Como resultado, não apenas os ucranianos tentam escapar, os russos também. Pelo menos 260 mil pessoas fugiram da Rússia desde 21 de setembro. Filas nas fronteiras com Casaquistão e Geórgia se estenderam por vários quilômetros. “Traidores”, disse Viacheslav Volodin, presidente da Duma (a Câmara Baixa do Parlamento). “Talvez seja melhor eles irem.”
A guerra de Putin
Ao mesmo tempo, as autoridades manobraram para estancar o êxodo e encurralar os fugitivos instalando postos de alistamento nas fronteiras com Geórgia e Finlândia. A Ossétia do Norte, região russa fronteiriça à Geórgia, proibiu a entrada de cidadãos de outras partes da Rússia.
########
Tarefas do exercício>
**A.** Reproduza o trecho do texto sobre o êxodo de russos que começa com as palavras "Como resultado, não" e termina com "partes da Rússia.".
**B.** Diga se cada afirmação concorda com o texto sobre o êxodo de russos, respondendo sim ou não e citando as palavras do texto que decidem: (i) pelo menos 260 mil pessoas fugiram da Rússia desde 21 de setembro; (ii) postos de alistamento foram instalados na fronteira com o Casaquistão; (iii) Viacheslav Volodin preside a Câmara Alta do Parlamento.
**C.** Escreva a continuação do texto sobre o êxodo de russos a partir da última frase apresentada.
########
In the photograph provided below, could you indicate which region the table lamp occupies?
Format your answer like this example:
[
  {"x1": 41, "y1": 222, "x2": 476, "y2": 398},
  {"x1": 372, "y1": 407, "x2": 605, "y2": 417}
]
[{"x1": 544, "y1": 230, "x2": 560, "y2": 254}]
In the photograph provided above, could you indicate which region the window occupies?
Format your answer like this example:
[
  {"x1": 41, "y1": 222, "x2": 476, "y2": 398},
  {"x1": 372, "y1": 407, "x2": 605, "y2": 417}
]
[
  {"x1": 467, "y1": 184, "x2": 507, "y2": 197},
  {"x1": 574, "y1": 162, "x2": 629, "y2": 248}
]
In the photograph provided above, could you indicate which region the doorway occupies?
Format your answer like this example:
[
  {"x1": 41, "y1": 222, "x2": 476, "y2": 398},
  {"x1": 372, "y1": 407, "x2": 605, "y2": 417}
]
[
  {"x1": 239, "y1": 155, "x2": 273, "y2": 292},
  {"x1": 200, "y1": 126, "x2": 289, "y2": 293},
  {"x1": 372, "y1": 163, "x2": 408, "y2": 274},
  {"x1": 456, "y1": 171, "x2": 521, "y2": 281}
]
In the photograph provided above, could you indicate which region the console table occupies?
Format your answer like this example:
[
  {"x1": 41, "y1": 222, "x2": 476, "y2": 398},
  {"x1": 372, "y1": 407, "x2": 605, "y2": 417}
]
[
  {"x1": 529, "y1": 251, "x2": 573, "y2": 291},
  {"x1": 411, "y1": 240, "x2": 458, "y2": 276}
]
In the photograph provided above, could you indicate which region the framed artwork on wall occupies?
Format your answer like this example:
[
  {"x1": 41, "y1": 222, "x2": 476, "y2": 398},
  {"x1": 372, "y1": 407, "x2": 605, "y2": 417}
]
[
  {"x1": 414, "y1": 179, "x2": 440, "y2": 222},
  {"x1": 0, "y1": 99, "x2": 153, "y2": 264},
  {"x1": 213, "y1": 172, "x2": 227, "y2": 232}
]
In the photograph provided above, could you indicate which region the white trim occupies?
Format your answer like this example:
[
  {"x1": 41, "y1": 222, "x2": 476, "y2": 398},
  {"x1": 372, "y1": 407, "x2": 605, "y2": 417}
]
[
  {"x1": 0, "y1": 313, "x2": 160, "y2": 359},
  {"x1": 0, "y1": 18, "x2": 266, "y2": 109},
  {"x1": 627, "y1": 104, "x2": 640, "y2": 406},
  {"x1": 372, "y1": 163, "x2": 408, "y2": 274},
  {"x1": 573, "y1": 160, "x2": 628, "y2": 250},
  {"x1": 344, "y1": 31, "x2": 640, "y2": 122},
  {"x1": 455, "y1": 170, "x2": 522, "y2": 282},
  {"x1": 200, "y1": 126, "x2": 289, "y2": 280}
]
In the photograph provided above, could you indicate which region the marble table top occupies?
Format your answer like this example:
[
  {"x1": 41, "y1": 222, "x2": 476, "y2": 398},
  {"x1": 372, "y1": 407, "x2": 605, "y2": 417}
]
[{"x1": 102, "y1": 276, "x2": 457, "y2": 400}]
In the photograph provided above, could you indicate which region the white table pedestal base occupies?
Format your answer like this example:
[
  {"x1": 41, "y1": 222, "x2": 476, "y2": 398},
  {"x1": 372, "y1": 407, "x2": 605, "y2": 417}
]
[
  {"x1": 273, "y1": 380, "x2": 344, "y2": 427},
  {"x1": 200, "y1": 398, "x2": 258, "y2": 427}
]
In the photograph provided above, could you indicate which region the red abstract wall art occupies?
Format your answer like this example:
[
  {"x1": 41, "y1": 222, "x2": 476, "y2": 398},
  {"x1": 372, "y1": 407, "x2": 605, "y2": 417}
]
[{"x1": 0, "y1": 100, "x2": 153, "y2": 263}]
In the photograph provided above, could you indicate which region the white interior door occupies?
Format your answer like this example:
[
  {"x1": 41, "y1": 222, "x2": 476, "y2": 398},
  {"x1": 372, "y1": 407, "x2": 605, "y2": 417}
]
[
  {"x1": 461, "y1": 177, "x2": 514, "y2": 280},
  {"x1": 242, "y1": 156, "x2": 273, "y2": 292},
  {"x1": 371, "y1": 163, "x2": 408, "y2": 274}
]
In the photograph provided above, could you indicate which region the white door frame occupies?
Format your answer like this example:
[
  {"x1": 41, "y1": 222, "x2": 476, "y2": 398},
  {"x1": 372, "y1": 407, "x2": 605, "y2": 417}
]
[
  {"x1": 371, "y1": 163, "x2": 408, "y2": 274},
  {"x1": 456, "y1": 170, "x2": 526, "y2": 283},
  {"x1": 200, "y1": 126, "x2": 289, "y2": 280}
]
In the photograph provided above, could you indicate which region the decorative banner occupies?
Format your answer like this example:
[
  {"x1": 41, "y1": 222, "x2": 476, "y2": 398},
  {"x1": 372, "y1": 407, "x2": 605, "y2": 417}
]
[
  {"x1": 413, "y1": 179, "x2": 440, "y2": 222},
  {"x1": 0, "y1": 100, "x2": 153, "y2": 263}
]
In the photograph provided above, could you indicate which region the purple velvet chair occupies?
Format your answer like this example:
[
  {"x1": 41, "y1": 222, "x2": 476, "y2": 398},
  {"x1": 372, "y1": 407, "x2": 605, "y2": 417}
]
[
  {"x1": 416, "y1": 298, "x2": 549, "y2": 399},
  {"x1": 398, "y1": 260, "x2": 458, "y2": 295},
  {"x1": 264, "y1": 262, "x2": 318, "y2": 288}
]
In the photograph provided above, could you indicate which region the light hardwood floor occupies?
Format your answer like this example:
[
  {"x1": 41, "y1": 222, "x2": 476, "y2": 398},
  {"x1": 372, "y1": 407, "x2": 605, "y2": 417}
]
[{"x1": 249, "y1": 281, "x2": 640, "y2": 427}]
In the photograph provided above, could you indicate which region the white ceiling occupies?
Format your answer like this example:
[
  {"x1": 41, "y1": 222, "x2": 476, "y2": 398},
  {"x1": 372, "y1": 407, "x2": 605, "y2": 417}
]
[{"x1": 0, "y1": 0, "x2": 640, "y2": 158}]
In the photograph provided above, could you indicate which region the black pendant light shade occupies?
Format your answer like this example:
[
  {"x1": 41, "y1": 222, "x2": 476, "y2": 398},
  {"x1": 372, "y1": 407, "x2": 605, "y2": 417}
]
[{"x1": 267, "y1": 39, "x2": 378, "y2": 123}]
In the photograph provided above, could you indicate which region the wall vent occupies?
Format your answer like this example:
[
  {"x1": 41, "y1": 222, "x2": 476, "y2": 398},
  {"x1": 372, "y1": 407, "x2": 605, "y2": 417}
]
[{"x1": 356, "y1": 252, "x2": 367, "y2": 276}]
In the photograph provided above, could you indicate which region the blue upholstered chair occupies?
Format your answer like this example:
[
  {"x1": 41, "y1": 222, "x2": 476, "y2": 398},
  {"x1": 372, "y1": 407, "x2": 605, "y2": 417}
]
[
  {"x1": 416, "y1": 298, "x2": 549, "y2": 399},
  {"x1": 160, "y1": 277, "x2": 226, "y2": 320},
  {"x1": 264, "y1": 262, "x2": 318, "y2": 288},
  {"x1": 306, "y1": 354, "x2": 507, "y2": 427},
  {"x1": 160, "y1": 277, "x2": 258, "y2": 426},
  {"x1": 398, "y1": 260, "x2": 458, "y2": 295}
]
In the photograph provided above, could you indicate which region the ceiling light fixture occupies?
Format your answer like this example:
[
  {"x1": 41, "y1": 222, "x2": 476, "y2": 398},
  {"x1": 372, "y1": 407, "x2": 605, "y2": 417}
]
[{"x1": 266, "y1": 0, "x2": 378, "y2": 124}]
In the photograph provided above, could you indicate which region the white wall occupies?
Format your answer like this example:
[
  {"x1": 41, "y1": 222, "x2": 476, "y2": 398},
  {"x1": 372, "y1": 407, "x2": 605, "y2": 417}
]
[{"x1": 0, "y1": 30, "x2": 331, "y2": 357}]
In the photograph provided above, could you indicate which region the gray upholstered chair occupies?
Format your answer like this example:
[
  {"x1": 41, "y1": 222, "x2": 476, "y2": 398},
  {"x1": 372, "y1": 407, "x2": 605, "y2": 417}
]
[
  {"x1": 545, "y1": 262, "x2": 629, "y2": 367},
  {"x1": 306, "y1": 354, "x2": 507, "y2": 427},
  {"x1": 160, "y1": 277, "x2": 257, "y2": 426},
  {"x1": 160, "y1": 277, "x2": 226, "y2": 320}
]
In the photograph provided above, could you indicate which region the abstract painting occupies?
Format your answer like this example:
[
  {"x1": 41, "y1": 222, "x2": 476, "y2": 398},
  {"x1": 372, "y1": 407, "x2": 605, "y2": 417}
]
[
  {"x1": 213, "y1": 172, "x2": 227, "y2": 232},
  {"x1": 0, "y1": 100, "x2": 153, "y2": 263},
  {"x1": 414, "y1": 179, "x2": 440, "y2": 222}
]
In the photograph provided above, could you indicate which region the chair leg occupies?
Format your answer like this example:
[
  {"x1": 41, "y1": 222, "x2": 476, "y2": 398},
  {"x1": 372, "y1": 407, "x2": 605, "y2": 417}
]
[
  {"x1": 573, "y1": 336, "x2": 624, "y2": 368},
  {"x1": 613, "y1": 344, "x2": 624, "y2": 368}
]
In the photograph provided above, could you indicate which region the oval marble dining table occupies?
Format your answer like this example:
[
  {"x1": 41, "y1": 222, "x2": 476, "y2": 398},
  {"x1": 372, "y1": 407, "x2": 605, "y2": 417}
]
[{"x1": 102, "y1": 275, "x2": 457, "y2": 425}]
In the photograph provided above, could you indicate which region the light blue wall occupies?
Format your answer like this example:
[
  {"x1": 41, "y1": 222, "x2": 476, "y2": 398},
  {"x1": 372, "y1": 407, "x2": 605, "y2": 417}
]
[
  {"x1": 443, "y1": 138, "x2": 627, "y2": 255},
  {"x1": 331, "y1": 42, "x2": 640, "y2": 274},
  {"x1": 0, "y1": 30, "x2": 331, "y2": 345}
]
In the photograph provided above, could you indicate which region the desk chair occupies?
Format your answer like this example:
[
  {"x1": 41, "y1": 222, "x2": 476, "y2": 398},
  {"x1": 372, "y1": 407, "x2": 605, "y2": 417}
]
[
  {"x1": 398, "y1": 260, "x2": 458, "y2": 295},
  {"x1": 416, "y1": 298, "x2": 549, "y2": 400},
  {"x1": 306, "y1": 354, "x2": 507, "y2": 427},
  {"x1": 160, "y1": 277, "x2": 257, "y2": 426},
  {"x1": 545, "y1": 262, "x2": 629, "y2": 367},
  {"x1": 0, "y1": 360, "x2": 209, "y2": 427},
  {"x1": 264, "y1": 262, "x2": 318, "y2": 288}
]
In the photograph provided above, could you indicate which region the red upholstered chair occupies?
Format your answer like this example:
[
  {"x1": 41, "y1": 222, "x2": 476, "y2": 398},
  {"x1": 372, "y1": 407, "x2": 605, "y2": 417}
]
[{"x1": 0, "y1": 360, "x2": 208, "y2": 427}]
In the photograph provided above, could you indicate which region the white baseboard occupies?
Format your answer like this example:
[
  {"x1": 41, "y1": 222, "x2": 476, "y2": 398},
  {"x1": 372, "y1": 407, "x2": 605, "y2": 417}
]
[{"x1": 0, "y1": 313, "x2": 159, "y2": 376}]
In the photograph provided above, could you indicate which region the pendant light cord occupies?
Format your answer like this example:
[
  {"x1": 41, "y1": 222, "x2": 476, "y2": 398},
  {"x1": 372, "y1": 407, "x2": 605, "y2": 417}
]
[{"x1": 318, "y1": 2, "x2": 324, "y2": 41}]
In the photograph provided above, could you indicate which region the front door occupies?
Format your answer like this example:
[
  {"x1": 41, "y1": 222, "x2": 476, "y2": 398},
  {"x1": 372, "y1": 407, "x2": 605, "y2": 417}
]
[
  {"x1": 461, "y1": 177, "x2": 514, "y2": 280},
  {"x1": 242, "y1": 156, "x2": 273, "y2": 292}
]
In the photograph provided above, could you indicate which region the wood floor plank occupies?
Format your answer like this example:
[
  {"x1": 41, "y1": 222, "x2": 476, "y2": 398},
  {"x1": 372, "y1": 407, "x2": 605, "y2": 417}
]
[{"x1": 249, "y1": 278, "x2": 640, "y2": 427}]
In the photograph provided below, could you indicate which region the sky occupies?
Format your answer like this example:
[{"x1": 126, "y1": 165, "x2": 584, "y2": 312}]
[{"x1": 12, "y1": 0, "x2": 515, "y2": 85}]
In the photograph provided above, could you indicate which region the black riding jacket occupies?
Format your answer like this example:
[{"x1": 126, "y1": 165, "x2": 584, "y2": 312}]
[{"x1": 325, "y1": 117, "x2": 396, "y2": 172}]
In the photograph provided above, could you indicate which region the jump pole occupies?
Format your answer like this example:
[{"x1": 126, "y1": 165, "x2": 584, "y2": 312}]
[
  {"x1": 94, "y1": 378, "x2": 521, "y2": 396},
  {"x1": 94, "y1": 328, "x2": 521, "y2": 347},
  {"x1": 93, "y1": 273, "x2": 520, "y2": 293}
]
########
Lista de respostas>
**A.**
Como resultado, não apenas os ucranianos tentam escapar, os russos também. Pelo menos 260 mil pessoas fugiram da Rússia desde 21 de setembro. Filas nas fronteiras com Casaquistão e Geórgia se estenderam por vários quilômetros. “Traidores”, disse Viacheslav Volodin, presidente da Duma (a Câmara Baixa do Parlamento). “Talvez seja melhor eles irem.”
A guerra de Putin
Ao mesmo tempo, as autoridades manobraram para estancar o êxodo e encurralar os fugitivos instalando postos de alistamento nas fronteiras com Geórgia e Finlândia. A Ossétia do Norte, região russa fronteiriça à Geórgia, proibiu a entrada de cidadãos de outras partes da Rússia.

**B.**
(i) Sim: "Pelo menos 260 mil pessoas fugiram da Rússia desde 21 de setembro."
(ii) Não: "instalando postos de alistamento nas fronteiras com Geórgia e Finlândia."
(iii) Não: "presidente da Duma (a Câmara Baixa do Parlamento)."

**C.**
Quem não consegue escapar busca sabotar os planos de Putin. Cerca de 20 postos de alistamento foram incendiados. No Daguestão, república muçulmana insubmissa no Cáucaso, as pessoas têm entrado em confrontos com a polícia. Nove mil quilômetros a nordeste, em Yakutsk, região rica em recursos naturais, que foi atingida duramente pela convocação militar, as pessoas protestaram.
Na própria Moscou, o governo e seus propagandistas tentam desesperadamente conter o pânico. Serguei Sobianin, o prefeito, afirmou que a organização de alistamento militar na capital conduziria uma análise e corrigirá o que ele qualificou como notificações de convocação emitidas equivocadamente.
Os propagandistas do Estado russo estão mudando de tom. Bravatas e exultações desapareceram. Agora, eles reclamam de oficiais militares ineptos que prejudicam a reputação de Putin. Uma das principais vozes em defesa da guerra, Margarita Simonian, da emissora estatal Russia Today, falou do risco de motim. Vladimir Soloviov, outro fanático do conflito, tem vociferado a respeito da falta de preparo do Exército russo.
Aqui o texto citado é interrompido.